Task prompt
On every line of the listing, check for "plate"; copy the lines that have it.

Source data
+--

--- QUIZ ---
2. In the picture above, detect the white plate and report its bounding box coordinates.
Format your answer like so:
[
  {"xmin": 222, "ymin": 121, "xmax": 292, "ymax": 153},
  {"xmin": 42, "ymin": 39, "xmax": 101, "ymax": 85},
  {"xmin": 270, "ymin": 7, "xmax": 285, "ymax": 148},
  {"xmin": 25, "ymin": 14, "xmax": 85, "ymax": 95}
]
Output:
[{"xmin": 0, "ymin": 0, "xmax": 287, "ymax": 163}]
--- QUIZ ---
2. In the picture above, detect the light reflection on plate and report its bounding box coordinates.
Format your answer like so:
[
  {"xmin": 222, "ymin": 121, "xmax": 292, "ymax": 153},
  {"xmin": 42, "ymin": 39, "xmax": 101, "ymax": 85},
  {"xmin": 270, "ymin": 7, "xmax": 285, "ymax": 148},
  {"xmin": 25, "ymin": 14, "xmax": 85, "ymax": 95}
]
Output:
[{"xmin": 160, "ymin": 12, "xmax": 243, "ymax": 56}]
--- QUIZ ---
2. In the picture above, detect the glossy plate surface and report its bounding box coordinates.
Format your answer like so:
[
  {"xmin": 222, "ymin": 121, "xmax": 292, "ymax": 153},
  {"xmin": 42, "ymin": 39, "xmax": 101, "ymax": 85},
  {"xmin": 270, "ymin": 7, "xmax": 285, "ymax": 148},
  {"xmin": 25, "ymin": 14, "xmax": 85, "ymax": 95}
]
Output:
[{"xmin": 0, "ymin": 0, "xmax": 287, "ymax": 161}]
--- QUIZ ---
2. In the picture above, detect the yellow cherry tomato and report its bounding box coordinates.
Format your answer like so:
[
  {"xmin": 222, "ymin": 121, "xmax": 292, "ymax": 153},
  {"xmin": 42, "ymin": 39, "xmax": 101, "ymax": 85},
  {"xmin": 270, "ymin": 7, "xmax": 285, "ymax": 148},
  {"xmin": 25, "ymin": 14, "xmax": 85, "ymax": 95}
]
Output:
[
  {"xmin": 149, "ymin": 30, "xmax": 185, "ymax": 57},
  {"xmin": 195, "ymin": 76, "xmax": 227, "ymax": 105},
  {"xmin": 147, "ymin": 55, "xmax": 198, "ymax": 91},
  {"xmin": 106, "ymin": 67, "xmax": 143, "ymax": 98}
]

+--

Response
2. In the picture above, detect the white plate and report its bounding box coordinates.
2. In the picture above, detect the light reflection on plate and report its bounding box coordinates.
2. In the picture above, detect the glossy plate surface and report its bounding box coordinates.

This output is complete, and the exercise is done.